> **SOURCE**
(begin)

Posts Tagged ‘First Amendment’


FOI Daily Dose: South Carolina court rules public bodies cannot use First Amendment to evade FOIA

The South Carolina Supreme Court ruled July 17 that organizations supported by public funds cannot use the First Amendment to evade the state Freedom of Information Act, according to Greenville Online.

The opinion echoed a 1991 Supreme Court ruling when The Greenville News sought access to records of a University of South Carolina foundation, and the South Carolina Association of School Administrators (SCASA) claimed disclosing the information violated their First Amendment rights to free speech and free association.

The 1991 ruling said organizations supported in whole or in part by public funds are public bodies subject to the FOIA.

But in the most recent legal dispute, radio personality Rocky Disabato claimed SCASA violated the public records law by refusing to meet his request for information about its role in a high-profile lawsuit against then-Gov. Mark Sanford over federal stimulus funds, according to The State.

The SCASA said state FOIA does not apply to them because even though they engage in public advocacy and receive some public funding, they operate as a non-profit organization, and the FOIA infringes their rights to free speech and association.

(end)

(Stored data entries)
(begin)

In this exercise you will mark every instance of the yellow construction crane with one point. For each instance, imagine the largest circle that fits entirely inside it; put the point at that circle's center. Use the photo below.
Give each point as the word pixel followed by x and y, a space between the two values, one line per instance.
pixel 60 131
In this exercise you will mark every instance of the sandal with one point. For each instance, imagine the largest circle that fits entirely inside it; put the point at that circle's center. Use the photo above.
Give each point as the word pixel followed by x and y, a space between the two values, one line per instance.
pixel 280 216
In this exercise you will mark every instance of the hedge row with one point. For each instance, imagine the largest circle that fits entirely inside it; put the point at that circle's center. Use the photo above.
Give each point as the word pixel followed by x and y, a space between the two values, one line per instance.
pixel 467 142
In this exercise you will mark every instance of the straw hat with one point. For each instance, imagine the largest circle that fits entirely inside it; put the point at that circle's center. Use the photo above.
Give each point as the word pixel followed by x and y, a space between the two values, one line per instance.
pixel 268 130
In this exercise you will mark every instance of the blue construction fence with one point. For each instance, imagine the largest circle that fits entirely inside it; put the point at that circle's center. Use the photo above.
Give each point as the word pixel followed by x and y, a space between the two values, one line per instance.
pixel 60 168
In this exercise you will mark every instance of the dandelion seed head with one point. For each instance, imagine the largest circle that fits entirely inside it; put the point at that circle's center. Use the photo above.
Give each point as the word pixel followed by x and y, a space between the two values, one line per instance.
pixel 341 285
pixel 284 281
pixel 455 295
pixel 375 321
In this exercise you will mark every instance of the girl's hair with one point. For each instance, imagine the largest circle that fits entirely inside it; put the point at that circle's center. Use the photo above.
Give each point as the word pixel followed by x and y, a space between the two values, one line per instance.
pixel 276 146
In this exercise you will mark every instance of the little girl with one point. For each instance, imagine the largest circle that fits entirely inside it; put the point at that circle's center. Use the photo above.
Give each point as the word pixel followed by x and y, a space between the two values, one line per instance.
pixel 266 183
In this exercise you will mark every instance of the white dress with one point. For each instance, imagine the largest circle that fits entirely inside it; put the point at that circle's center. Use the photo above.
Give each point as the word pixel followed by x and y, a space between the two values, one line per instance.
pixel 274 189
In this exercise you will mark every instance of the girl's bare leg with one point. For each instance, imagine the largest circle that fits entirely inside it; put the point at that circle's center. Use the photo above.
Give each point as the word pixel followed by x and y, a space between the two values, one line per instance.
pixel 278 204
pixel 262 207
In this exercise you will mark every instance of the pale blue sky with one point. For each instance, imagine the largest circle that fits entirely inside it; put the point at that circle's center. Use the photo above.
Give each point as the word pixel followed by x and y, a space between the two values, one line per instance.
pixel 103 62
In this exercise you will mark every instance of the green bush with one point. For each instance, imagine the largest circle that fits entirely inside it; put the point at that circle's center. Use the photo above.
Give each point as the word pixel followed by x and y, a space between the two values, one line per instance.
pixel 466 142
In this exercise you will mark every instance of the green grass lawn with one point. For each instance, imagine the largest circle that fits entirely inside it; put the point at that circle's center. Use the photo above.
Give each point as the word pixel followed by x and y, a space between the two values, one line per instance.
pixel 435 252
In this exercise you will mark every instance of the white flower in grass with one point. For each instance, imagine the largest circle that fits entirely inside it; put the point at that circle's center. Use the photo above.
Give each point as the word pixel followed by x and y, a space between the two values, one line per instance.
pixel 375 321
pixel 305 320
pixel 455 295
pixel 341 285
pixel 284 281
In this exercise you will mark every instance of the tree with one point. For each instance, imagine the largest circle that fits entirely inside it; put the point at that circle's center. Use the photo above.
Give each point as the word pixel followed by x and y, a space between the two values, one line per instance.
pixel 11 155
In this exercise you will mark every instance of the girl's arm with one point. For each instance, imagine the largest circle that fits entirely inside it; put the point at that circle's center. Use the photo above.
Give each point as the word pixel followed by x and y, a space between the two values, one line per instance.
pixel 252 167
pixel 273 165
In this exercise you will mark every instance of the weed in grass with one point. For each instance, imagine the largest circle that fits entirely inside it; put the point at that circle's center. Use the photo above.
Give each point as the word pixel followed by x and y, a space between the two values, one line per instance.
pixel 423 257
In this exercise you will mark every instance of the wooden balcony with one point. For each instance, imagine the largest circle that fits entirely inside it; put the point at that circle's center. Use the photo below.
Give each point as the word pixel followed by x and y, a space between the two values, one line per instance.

(end)

> **AIM 1**
Answer these questions using the article on the South Carolina Freedom of Information Act ruling:
(a) On what date did the South Carolina Supreme Court issue its ruling?
(b) Under the 1991 ruling, which organizations count as public bodies subject to the FOIA?
(c) Who claimed that SCASA violated the public records law?
> **AIM 2**
Extend the article on the South Carolina court's Freedom of Information Act ruling, picking up after its last sentence.

> **EXERCISE RESPONSE 1**
(a) July 17.
(b) Organizations supported in whole or in part by public funds.
(c) Rocky Disabato, a radio personality.

> **EXERCISE RESPONSE 2**
A Richland County Circuit Court judge agreed with the administrators and ruled that even though SCASA is a public body, it is not required to comply with FOIA laws.

Even so, the Supreme Court reversed the decision on grounds that the FOIA fosters trust in government and prevents fraud and corruption, The State said.

The court explained that without requiring public bodies to be subject to public scrutiny, agencies could “push agendas through third-party groups without scrutiny,” Greenville Online reports.

The court wrote: “If public bodies were not subject to the FOIA, governmental bodies could subvert the FOIA by funneling state funds to non-profit corporations so that those corporations could act, outside the public’s view, as proxies for the state.”

Writing for the majority, Justice Kaye G. Hearn recognized the negative impact the state FOIA might have on SCASA’s rights, and the court left it up to a lower court to decide if the SCASA is, in fact, a public body.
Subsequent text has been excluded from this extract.